**Job**. Can you lay out all of the data below as a Markdown table with the columns "No." and "Line", giving each line a row number and leaving out blank lines?

(Saved entries)
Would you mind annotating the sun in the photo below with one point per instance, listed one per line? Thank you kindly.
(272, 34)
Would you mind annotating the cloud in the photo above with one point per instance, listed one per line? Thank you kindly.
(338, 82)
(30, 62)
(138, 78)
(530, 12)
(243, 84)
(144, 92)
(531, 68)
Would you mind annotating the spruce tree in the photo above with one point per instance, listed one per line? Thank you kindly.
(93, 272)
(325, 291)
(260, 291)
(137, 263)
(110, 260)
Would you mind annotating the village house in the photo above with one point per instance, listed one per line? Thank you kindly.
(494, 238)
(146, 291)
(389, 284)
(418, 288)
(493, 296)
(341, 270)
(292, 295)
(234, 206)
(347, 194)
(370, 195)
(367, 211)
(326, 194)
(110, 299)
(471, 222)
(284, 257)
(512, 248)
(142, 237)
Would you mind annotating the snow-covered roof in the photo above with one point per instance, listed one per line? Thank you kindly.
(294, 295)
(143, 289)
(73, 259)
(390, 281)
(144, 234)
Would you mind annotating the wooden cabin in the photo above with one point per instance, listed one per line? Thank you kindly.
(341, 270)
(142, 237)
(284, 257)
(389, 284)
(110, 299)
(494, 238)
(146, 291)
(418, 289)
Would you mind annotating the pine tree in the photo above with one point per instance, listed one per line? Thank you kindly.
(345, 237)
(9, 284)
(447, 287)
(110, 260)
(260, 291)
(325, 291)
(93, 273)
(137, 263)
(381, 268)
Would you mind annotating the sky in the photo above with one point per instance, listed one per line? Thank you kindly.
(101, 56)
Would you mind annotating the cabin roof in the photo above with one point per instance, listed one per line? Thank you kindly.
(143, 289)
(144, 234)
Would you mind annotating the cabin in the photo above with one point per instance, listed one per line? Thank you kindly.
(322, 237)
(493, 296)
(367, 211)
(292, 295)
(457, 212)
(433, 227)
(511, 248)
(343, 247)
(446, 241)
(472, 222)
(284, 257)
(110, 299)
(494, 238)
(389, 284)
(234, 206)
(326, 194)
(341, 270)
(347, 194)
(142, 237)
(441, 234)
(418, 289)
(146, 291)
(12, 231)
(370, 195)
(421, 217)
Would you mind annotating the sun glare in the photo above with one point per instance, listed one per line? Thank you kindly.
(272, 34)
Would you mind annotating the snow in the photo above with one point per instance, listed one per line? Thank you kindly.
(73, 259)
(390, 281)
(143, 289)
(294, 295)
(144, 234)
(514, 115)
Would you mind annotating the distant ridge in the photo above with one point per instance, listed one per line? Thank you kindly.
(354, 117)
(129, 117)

**Exercise output**.
| No. | Line |
|---|---|
| 1 | Would you mind annotating the sun in the photo below with one point per instance, listed one per line? Thank you kindly. |
| 2 | (272, 34) |
| 3 | Would you mind annotating the cloud in the photo above with one point per instance, listed one per line? Thank you kindly. |
| 4 | (338, 82) |
| 5 | (30, 62) |
| 6 | (138, 78) |
| 7 | (530, 12) |
| 8 | (243, 84) |
| 9 | (144, 92) |
| 10 | (531, 68) |
| 11 | Would you mind annotating the spruce tree in the photo above with one point per instance, listed one per line? Thank you kindly. |
| 12 | (93, 272) |
| 13 | (325, 291) |
| 14 | (260, 291) |
| 15 | (137, 263) |
| 16 | (110, 260) |
| 17 | Would you mind annotating the village house in the photo above with one point per instance, listed one per line? Thank you kindly. |
| 18 | (494, 238) |
| 19 | (146, 291) |
| 20 | (389, 284) |
| 21 | (418, 288) |
| 22 | (493, 296) |
| 23 | (341, 270) |
| 24 | (292, 295) |
| 25 | (234, 206) |
| 26 | (347, 194) |
| 27 | (370, 195) |
| 28 | (367, 211) |
| 29 | (326, 194) |
| 30 | (110, 299) |
| 31 | (471, 222) |
| 32 | (284, 257) |
| 33 | (512, 248) |
| 34 | (142, 237) |
| 35 | Would you mind annotating the snow-covered roof in the photo above with one point per instance, listed one per line? Thank you kindly. |
| 36 | (294, 295) |
| 37 | (143, 289) |
| 38 | (73, 259) |
| 39 | (390, 281) |
| 40 | (144, 234) |
| 41 | Would you mind annotating the wooden cabin in the photo above with one point per instance, listed one per line? Thank you kindly. |
| 42 | (341, 270) |
| 43 | (142, 237) |
| 44 | (284, 257) |
| 45 | (389, 284) |
| 46 | (110, 299) |
| 47 | (494, 238) |
| 48 | (146, 291) |
| 49 | (418, 289) |
| 50 | Would you mind annotating the pine tree in the photo above with one point per instance, listed one per line? Thank you kindly. |
| 51 | (345, 237) |
| 52 | (9, 284) |
| 53 | (447, 287) |
| 54 | (110, 260) |
| 55 | (260, 291) |
| 56 | (325, 291) |
| 57 | (93, 273) |
| 58 | (137, 263) |
| 59 | (381, 268) |
| 60 | Would you mind annotating the sky in the photo above with one point per instance, listed one per line? Thank you kindly. |
| 61 | (101, 56) |
| 62 | Would you mind annotating the cabin roof in the photo above with one point per instance, listed one per line? Thank you kindly. |
| 63 | (143, 289) |
| 64 | (144, 234) |
| 65 | Would you mind annotating the cabin in the photo above with one point per instance, listed one per line? Thank you kindly. |
| 66 | (322, 237) |
| 67 | (493, 296) |
| 68 | (367, 211) |
| 69 | (292, 295) |
| 70 | (457, 212) |
| 71 | (433, 227) |
| 72 | (511, 248) |
| 73 | (343, 247) |
| 74 | (446, 241) |
| 75 | (472, 222) |
| 76 | (284, 257) |
| 77 | (110, 299) |
| 78 | (494, 238) |
| 79 | (389, 284) |
| 80 | (234, 206) |
| 81 | (326, 194) |
| 82 | (341, 270) |
| 83 | (347, 194) |
| 84 | (142, 237) |
| 85 | (441, 234) |
| 86 | (418, 289) |
| 87 | (146, 291) |
| 88 | (12, 231) |
| 89 | (370, 195) |
| 90 | (421, 217) |
| 91 | Would you mind annotating the sun glare in the photo above with one point per instance, listed one per line? Thank you kindly. |
| 92 | (272, 34) |
| 93 | Would you mind annotating the snow in the photo above with one point per instance, listed one per line? Thank you kindly. |
| 94 | (73, 259) |
| 95 | (390, 281) |
| 96 | (143, 289) |
| 97 | (294, 295) |
| 98 | (144, 234) |
| 99 | (514, 115) |
| 100 | Would you mind annotating the distant ridge in the photo above with one point per instance, listed one per line? Thank you kindly. |
| 101 | (354, 117) |
| 102 | (129, 117) |